*THE PROBLEM*. For the word "screen", count the lines of the records that hold it, and give only that number.

Start of Block

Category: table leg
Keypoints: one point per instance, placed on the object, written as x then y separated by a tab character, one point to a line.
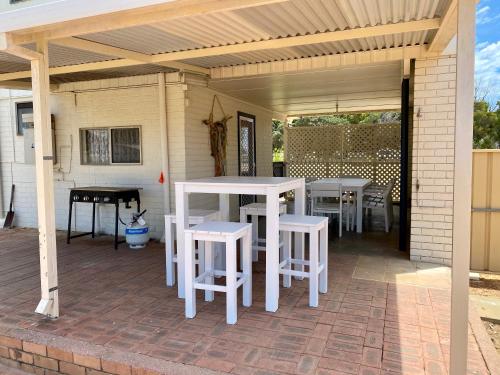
299	209
117	213
182	217
220	253
359	210
68	239
93	219
272	250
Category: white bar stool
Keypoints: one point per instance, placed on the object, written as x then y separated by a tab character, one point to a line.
228	233
196	216
317	227
255	210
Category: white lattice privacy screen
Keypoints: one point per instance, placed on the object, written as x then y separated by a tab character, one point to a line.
368	150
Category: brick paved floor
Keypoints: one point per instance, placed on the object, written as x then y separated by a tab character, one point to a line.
119	299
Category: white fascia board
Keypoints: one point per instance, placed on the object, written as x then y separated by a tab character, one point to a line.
54	11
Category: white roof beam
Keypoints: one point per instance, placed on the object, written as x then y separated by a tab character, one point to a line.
320	62
295	65
446	31
108	50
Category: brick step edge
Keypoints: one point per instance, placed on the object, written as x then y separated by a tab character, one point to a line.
43	353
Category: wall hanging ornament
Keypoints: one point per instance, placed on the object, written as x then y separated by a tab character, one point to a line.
218	138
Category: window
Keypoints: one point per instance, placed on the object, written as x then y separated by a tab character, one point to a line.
21	109
105	146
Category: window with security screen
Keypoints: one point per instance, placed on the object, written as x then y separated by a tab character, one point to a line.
107	146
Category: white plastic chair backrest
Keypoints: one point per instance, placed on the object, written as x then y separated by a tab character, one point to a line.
326	189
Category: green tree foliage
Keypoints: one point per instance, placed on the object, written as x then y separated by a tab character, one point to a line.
277	135
486	125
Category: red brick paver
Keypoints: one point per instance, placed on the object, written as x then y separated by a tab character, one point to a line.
118	299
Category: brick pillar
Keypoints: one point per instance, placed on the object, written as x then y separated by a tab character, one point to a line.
432	159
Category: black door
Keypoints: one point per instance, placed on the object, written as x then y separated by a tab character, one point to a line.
246	151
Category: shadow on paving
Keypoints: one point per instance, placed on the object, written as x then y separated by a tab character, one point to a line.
118	299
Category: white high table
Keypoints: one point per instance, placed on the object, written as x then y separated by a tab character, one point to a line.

End of Block

*RESPONSE TO THE TASK*. 2